* What is required: Retype the whole listing below, keeping every line identical to the original.

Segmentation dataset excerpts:

--- begin ---

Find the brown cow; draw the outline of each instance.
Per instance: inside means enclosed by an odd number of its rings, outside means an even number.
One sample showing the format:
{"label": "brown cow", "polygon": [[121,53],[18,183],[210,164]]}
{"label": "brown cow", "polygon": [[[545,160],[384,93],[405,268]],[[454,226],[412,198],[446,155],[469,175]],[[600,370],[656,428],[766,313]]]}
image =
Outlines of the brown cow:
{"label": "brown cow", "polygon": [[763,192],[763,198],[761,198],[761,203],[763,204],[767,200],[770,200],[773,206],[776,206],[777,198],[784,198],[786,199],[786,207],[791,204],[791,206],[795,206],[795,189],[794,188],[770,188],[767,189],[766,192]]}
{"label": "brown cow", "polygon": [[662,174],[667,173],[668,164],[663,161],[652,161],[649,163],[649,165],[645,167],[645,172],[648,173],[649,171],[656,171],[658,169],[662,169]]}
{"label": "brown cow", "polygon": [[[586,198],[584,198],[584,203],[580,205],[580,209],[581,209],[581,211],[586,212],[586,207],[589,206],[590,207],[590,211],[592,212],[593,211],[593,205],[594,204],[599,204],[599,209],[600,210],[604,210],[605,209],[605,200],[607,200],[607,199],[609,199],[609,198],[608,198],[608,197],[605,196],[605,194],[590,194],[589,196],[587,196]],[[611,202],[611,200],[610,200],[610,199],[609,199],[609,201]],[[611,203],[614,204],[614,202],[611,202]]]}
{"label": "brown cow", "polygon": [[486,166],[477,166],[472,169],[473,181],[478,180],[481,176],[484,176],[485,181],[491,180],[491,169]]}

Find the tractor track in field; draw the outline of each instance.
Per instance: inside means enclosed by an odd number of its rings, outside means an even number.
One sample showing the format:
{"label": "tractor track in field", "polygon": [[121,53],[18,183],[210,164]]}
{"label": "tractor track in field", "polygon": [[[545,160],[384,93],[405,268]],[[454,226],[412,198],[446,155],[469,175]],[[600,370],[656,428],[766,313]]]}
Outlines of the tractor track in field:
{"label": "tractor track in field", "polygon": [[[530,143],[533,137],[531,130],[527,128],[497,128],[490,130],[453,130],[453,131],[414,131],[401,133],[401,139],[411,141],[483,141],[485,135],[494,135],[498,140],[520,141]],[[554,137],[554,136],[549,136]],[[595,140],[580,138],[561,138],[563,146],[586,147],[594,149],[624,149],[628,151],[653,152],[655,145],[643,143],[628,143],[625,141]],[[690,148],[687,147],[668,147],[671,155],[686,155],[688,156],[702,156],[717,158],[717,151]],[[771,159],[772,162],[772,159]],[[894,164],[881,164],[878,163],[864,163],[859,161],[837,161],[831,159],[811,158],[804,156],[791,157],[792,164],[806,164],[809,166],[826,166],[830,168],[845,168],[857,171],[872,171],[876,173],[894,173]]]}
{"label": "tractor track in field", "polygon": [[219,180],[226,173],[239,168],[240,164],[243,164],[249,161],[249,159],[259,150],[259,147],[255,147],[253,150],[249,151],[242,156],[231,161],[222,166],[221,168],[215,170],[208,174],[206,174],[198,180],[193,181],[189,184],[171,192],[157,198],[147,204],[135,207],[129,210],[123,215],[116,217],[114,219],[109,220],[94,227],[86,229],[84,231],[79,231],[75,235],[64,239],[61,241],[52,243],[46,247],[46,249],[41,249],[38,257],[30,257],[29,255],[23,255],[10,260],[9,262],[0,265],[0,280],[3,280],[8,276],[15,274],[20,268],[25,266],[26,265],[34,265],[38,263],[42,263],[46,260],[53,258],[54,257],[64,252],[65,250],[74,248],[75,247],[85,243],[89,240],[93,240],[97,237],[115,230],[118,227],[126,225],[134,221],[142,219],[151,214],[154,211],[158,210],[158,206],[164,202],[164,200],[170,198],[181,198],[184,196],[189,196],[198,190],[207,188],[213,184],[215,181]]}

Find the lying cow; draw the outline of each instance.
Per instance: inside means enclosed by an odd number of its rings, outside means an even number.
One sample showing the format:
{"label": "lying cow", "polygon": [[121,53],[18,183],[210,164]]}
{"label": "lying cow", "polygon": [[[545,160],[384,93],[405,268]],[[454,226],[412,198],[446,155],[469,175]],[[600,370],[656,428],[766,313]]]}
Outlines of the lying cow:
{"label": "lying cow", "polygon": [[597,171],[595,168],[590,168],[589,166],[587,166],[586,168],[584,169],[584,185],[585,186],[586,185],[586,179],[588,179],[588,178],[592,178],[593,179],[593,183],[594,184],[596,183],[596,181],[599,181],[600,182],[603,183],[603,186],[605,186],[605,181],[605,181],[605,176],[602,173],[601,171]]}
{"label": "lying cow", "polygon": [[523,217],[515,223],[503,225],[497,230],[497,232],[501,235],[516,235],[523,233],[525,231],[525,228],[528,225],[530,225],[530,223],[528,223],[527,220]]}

--- end ---

* Correct result:
Find the brown cow; draw the outline of each instance.
Per instance: inside means enclosed by an odd number of its rings, outside means an even number.
One sample showing the format:
{"label": "brown cow", "polygon": [[121,53],[18,183],[210,164]]}
{"label": "brown cow", "polygon": [[[545,160],[384,93],[405,268]],[[454,226],[412,198],[446,155],[469,175]],[[600,370],[656,428],[766,313]]]}
image =
Outlines of the brown cow:
{"label": "brown cow", "polygon": [[763,192],[763,198],[761,198],[761,203],[763,204],[767,200],[770,200],[773,206],[776,206],[777,198],[784,198],[786,199],[786,207],[791,204],[791,206],[795,206],[795,189],[794,188],[770,188],[767,189],[766,192]]}
{"label": "brown cow", "polygon": [[662,174],[667,173],[668,164],[663,161],[652,161],[649,163],[649,165],[645,167],[645,172],[648,173],[649,171],[656,171],[658,169],[662,169]]}
{"label": "brown cow", "polygon": [[[586,198],[584,198],[584,203],[580,205],[580,209],[581,209],[581,211],[586,212],[586,207],[589,206],[590,207],[590,211],[592,212],[593,211],[593,205],[594,204],[599,204],[599,209],[600,210],[604,210],[605,209],[605,200],[607,200],[607,199],[609,199],[609,198],[608,198],[608,197],[605,196],[605,194],[590,194],[589,196],[587,196]],[[611,202],[611,200],[610,200],[610,199],[609,199],[609,201]],[[611,203],[614,204],[614,202],[611,202]]]}
{"label": "brown cow", "polygon": [[486,166],[477,166],[472,169],[473,181],[478,180],[481,176],[484,176],[485,181],[491,180],[491,169]]}

Find the tractor track in field; draw the outline of each instance.
Per instance: inside means enclosed by an odd number of its rings, outside means an even number.
One sample showing the format:
{"label": "tractor track in field", "polygon": [[121,53],[18,183],[210,164]]}
{"label": "tractor track in field", "polygon": [[[545,160],[384,93],[405,268]],[[454,226],[412,198],[446,155],[469,175]],[[600,370],[656,428],[766,313]]]}
Outlines of the tractor track in field:
{"label": "tractor track in field", "polygon": [[[530,143],[533,137],[531,130],[527,128],[497,128],[490,130],[453,130],[453,131],[414,131],[401,133],[401,139],[411,141],[483,141],[485,135],[494,135],[498,140],[520,141]],[[554,137],[554,136],[549,136]],[[595,140],[580,138],[561,138],[563,146],[586,147],[594,149],[624,149],[628,151],[653,152],[655,145],[643,143],[628,143],[625,141]],[[690,148],[687,147],[668,147],[671,155],[686,155],[688,156],[702,156],[717,158],[717,151]],[[771,159],[772,162],[772,159]],[[894,164],[881,164],[878,163],[864,163],[859,161],[837,161],[831,159],[811,158],[804,156],[791,157],[792,164],[806,164],[809,166],[826,166],[830,168],[845,168],[857,171],[872,171],[876,173],[894,173]]]}
{"label": "tractor track in field", "polygon": [[219,180],[226,173],[239,168],[240,164],[243,164],[249,161],[249,159],[259,150],[259,147],[255,147],[253,150],[249,151],[242,156],[231,161],[222,166],[221,168],[215,170],[208,174],[206,174],[198,180],[193,181],[189,184],[171,192],[157,198],[147,204],[135,207],[129,210],[123,215],[116,217],[114,219],[109,220],[94,227],[86,229],[84,231],[79,231],[75,235],[64,239],[61,241],[52,243],[46,247],[46,249],[41,249],[38,257],[30,257],[29,255],[23,255],[10,260],[9,262],[0,265],[0,280],[3,280],[8,276],[15,274],[20,268],[25,266],[26,265],[34,265],[38,263],[42,263],[46,260],[53,258],[54,257],[64,252],[65,250],[74,248],[75,247],[85,243],[89,240],[93,240],[97,237],[115,230],[118,227],[126,225],[134,221],[142,219],[151,214],[154,211],[158,210],[158,206],[164,202],[164,200],[170,198],[181,198],[184,196],[189,196],[198,190],[207,188],[213,184],[215,181]]}

Find the lying cow; draw the outline of each instance.
Per instance: inside means enclosed by an odd number of its rings, outside means an even number.
One sample showing the format:
{"label": "lying cow", "polygon": [[121,53],[18,183],[210,164]]}
{"label": "lying cow", "polygon": [[[545,160],[384,93],[405,268]],[[454,226],[412,198],[446,155],[469,175]],[[600,370],[656,428],[766,313]]]}
Outlines of the lying cow:
{"label": "lying cow", "polygon": [[597,171],[595,168],[590,168],[589,166],[587,166],[586,168],[584,169],[584,185],[585,186],[586,185],[586,179],[588,179],[588,178],[592,178],[593,179],[593,183],[594,184],[596,183],[596,181],[599,181],[600,182],[603,183],[603,186],[605,186],[605,181],[605,181],[605,176],[602,173],[601,171]]}
{"label": "lying cow", "polygon": [[523,217],[515,223],[503,225],[497,230],[497,232],[501,235],[516,235],[523,233],[525,231],[525,228],[528,225],[530,225],[530,223],[528,223],[527,220]]}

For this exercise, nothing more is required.